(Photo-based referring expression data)
· · · · · · ·

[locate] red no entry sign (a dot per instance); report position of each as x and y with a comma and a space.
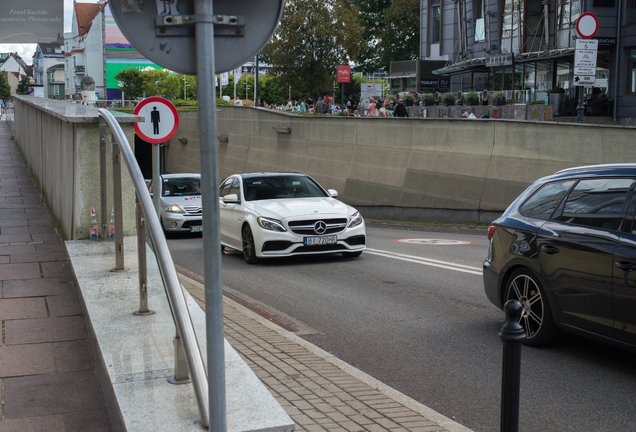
587, 25
162, 120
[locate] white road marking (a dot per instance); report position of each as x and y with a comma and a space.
427, 261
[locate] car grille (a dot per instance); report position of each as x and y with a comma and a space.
320, 248
355, 240
306, 227
188, 224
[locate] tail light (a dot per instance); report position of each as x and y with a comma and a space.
491, 231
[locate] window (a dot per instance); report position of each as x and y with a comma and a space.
436, 27
596, 203
631, 85
543, 202
510, 26
630, 12
478, 16
567, 14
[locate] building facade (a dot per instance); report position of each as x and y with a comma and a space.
14, 68
84, 50
527, 47
46, 56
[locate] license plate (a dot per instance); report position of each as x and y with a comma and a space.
319, 240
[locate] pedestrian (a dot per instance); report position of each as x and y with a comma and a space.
400, 109
381, 109
321, 106
389, 107
371, 109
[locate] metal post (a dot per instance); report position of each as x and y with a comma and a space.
211, 231
117, 206
512, 335
141, 258
181, 370
580, 108
156, 179
102, 178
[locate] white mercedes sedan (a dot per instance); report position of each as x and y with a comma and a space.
283, 214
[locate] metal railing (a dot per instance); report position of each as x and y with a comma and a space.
188, 359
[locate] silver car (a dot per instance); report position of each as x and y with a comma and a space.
181, 208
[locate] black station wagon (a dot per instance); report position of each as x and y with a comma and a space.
566, 249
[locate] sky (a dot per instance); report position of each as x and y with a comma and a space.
26, 50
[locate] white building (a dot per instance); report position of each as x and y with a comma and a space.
46, 56
84, 50
14, 68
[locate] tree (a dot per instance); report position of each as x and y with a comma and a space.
400, 36
391, 29
23, 86
133, 82
5, 88
372, 22
313, 37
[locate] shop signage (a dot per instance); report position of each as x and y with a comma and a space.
344, 74
585, 62
606, 41
499, 60
428, 82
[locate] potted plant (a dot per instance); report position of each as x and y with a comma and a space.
427, 99
498, 98
555, 98
448, 99
472, 98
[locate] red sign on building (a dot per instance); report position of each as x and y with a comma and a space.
344, 73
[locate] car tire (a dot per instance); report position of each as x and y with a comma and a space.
536, 316
351, 254
249, 250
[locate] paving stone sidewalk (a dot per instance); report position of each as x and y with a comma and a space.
317, 390
48, 382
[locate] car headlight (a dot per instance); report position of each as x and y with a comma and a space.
271, 224
355, 220
173, 208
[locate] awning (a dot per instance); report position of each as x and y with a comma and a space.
466, 65
401, 76
461, 66
543, 55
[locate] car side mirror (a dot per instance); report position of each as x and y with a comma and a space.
231, 198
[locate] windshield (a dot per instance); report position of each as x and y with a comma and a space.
181, 186
281, 187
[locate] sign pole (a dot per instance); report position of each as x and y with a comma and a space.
156, 179
204, 42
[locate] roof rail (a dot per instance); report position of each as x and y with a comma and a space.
596, 167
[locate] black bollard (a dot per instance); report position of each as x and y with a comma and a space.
512, 335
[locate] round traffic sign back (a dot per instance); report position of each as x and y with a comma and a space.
587, 25
162, 120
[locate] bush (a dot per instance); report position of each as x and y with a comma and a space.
448, 98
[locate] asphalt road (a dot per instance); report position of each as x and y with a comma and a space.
411, 312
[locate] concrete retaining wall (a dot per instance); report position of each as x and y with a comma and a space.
60, 142
416, 168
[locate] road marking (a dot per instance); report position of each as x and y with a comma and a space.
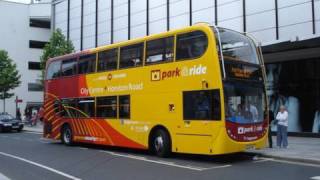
3, 177
295, 163
167, 163
315, 178
41, 166
32, 132
259, 160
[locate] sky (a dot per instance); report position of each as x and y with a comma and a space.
21, 1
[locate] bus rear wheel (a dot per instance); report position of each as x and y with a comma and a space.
66, 135
161, 144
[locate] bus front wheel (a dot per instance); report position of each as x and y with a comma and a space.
161, 144
66, 135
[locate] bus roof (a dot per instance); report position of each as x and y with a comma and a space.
131, 41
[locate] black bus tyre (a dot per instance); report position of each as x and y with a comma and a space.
161, 143
67, 135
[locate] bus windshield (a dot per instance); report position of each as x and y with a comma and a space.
237, 47
244, 104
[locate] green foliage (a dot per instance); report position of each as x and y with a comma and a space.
57, 46
9, 75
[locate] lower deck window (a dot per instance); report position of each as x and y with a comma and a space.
107, 107
124, 107
201, 105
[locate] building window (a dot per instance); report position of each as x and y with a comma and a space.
159, 50
191, 45
108, 60
54, 70
69, 67
35, 87
201, 105
40, 23
107, 107
124, 107
87, 64
86, 107
37, 44
34, 65
131, 56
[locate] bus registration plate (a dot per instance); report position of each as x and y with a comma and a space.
250, 147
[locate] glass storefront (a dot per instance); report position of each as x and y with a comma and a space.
296, 84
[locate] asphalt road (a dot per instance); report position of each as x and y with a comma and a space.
28, 156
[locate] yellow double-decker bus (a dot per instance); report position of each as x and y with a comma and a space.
199, 90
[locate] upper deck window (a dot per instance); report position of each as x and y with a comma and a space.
131, 56
87, 64
159, 50
69, 67
237, 47
191, 45
107, 60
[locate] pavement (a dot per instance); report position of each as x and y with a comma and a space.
27, 155
301, 149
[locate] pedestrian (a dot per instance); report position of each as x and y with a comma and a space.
34, 119
41, 114
18, 114
271, 118
282, 127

· · · · · · ·

#### WORK REQUIRED
Every entry should be repeated verbatim, with the pictures left out.

#### EXERCISE SOLUTION
[locate] red no entry sign (a dot per instance); report position of each as x and y with a comma and a space.
587, 25
162, 120
[locate] white road marking (a dot per instance); report position of each as x and y with a comma and a space.
427, 261
[locate] car grille (a dot per instance); report position of each as x and y with a comma and a space.
320, 248
355, 240
306, 227
188, 224
[locate] tail light (a dot per instance); report position of each as x and y with a comma and a space.
491, 231
[locate] window (a dot per instance); report position of each as x and y with a comma and a space.
436, 27
596, 203
631, 85
543, 202
510, 26
630, 12
478, 16
567, 14
[locate] building facade (a dot per instance); report position of each as x and y with a comma and a space.
14, 68
84, 50
527, 47
46, 56
[locate] license plate (a dot per instance); report position of each as x and y with a comma and a space.
319, 240
[locate] pedestrian (a dot per instance); report position of each as x and y with a comma and a space.
400, 109
381, 109
321, 106
389, 107
371, 109
[locate] metal post (a dot per instance); report position of each as x and y with a comma and a space.
211, 231
117, 206
512, 335
141, 258
181, 370
580, 108
156, 179
102, 178
[locate] white mercedes sedan (a dot per instance); report position of each as x and y with a comma and a space.
283, 214
[locate] metal railing (a dot per instance); report position of each as x and y with a comma and a space.
188, 359
[locate] silver car (a dot per instance); report position of each as x and y with a comma and a space.
181, 208
[locate] black station wagon (a dot per instance); report position of each as x and y with a comma and a space.
566, 249
[locate] sky (a dot per instance); report position of each as x and y with a comma and a space.
26, 50
[locate] white building (a dot per instance); report position of each as x and y with a comma and a space.
46, 56
84, 50
14, 68
[locate] tree (a dot per instance); report position of each as x and y with a comma and a space.
400, 36
391, 29
23, 86
133, 82
5, 88
372, 22
313, 37
[locate] shop signage (a dot per instance); report position of each as x and y with a comma and a space.
344, 74
585, 62
606, 41
499, 60
428, 82
[locate] potted plant (a dot per instance); report position of each as x and y with a comma and a space.
427, 99
498, 98
555, 98
448, 99
472, 98
[locate] red sign on building (a dot per instance); report position of each as x and y with a comma and a space.
344, 73
[locate] car tire (a dot per instance); report position of each as x and y with a comma and a space.
536, 316
351, 254
249, 250
[locate] paving stone sidewalk (a dot per instance); report position of each as x and y with a comma and a space.
317, 390
48, 382
[locate] car headlight (a dot per instance); report position of each as x and y with a comma and a space.
271, 224
355, 220
173, 208
[locate] awning (a dot per instance); report position of each as x and y with a comma and a space.
466, 65
401, 76
461, 66
543, 55
[locate] car side mirror (a dot per instance); report position of each as x and y with a comma and a space.
231, 198
[locate] windshield (a dot per instance); report position of each as x and y with a comma and a space.
181, 186
281, 187
[locate] sign pole (a dot per instance); report position of each as x and y with a comma and a space.
156, 179
204, 42
[locate] roof rail (a dot per instance); report position of each as x and y with a comma and a space.
596, 167
[locate] black bollard (a dot per instance); report position of each as x and y with a comma and a space.
512, 335
[locate] round traffic sign back (a dot per instance); report position of each as x and y with a comma and a space.
587, 25
162, 120
[locate] bush (a dot per instance); report position of each as x and y with a comma and a space.
448, 98
[locate] asphalt road (a dot per instance); report position of each as x and y with a comma and a space.
411, 312
[locate] concrete retaining wall (a dot per instance); report position of each as x and y with a comma and a space.
60, 142
416, 168
[locate] road marking (a dot per instance); report position of each as x and y with a comma and a space.
3, 177
295, 163
167, 163
315, 178
41, 166
32, 132
259, 160
[locate] sky (a dot per instance); report position of each as x and y with a comma and a space.
21, 1
[locate] bus rear wheel (a dot per instance); report position of each as x and y with a comma and a space.
66, 135
161, 144
[locate] bus front wheel (a dot per instance); report position of each as x and y with a comma and a space.
161, 144
66, 135
[locate] bus roof (a dot per instance); report position of each as x and y with a comma and a space.
131, 41
[locate] black bus tyre (a dot per instance); report position of each as x and y with a comma and a space.
161, 143
67, 135
[locate] bus windshield (a dot per instance); report position of each as x and y with a comma and a space.
237, 47
244, 104
[locate] green foliage (a dot per instance); report position of each as x and y with a comma and a space.
57, 46
9, 75
[locate] lower deck window (a dot per instance); report position of each as x and y with a comma and a space.
107, 107
124, 107
201, 105
[locate] building window (a dot per instance); report position of each as x and y with a comma and a space.
159, 50
191, 45
108, 60
54, 70
69, 67
35, 87
201, 105
40, 23
107, 107
124, 107
87, 64
86, 107
37, 44
34, 65
131, 56
[locate] bus registration plate (a dot per instance); report position of each as x and y with a comma and a space.
250, 147
[locate] glass storefront (a dot per instance); report position of each as x and y with a comma and a space.
296, 84
[locate] asphalt road (a dot per instance); report position of each as x and y with a comma and a space.
28, 156
[locate] yellow double-decker bus (a dot per instance); report position of each as x and y with a comma and a space.
199, 90
[locate] upper deck window (a dot per instance); report position of each as x and y with a comma and a space.
131, 56
87, 64
159, 50
69, 67
237, 47
191, 45
107, 60
[locate] pavement (a dot per instance); report position of each as x and y with a comma and a space.
27, 155
301, 149
[locate] pedestrian (a dot per instance); report position of each as x and y with a comma and a space.
34, 119
41, 114
18, 114
271, 118
282, 127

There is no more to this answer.